(Saved entries)
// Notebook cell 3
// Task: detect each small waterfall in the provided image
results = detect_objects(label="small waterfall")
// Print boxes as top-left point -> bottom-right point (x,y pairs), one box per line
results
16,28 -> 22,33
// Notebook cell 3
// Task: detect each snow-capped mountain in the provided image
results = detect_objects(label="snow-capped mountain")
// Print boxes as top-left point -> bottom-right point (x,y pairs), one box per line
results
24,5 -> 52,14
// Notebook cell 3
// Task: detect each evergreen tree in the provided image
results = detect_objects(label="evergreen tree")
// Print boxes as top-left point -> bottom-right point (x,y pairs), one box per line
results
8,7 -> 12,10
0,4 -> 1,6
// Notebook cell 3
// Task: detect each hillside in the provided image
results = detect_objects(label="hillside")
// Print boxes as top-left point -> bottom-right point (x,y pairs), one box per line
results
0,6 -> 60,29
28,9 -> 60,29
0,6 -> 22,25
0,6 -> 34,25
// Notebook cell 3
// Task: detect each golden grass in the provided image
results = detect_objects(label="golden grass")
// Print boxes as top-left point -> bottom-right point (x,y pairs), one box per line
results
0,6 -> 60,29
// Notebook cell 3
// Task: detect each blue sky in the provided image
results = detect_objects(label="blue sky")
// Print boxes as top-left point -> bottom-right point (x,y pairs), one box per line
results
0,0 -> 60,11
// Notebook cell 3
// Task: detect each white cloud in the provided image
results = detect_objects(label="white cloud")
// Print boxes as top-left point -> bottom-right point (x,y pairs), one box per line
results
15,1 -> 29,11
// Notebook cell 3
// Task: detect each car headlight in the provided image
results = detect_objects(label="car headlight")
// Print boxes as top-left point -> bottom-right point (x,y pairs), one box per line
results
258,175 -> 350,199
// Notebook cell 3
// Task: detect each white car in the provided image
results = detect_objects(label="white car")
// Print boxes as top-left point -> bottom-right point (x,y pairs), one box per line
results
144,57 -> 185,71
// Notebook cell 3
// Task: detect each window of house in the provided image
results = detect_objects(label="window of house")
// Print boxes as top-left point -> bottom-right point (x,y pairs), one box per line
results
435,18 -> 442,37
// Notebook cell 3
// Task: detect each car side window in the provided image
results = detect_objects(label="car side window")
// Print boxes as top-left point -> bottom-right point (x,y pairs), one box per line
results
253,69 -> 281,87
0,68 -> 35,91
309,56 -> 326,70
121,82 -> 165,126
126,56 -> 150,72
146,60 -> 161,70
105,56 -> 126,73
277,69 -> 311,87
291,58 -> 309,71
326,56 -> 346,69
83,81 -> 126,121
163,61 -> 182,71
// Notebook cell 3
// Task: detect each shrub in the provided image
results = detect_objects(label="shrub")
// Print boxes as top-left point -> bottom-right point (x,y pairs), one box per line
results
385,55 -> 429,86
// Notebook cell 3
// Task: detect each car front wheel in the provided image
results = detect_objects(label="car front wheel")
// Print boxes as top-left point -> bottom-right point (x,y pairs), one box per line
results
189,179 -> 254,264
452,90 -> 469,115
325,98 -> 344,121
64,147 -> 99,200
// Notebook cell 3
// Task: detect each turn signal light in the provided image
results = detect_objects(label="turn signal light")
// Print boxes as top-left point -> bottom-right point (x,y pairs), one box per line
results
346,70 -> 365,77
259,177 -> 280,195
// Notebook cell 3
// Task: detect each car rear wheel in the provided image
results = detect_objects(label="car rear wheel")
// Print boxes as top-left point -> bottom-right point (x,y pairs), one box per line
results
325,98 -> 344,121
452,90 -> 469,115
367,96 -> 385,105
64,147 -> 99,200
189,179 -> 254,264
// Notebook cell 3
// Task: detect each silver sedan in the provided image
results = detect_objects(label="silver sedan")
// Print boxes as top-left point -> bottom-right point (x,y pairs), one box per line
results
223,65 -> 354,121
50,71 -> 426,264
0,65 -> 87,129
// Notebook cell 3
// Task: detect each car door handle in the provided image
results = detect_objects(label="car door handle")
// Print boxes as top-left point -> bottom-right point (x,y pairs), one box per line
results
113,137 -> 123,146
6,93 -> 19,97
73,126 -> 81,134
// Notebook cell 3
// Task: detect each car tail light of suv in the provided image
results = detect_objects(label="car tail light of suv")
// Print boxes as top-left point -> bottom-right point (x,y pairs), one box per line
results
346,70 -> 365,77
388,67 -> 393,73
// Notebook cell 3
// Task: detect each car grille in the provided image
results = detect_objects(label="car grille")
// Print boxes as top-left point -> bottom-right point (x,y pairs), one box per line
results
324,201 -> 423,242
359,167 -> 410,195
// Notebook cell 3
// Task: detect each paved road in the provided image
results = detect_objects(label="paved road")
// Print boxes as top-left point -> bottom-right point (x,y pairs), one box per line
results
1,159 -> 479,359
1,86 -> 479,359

WORK TASK
The line containing "road in the provided image" and every line after it, through the last one above, should be written out word for word.

YOUR SOLUTION
// Task: detect each paved road in the provided image
results = detect_objects(label="paved road")
// Print boxes as top-left point -> bottom-right point (x,y pairs), one box per line
results
1,159 -> 479,359
1,86 -> 479,359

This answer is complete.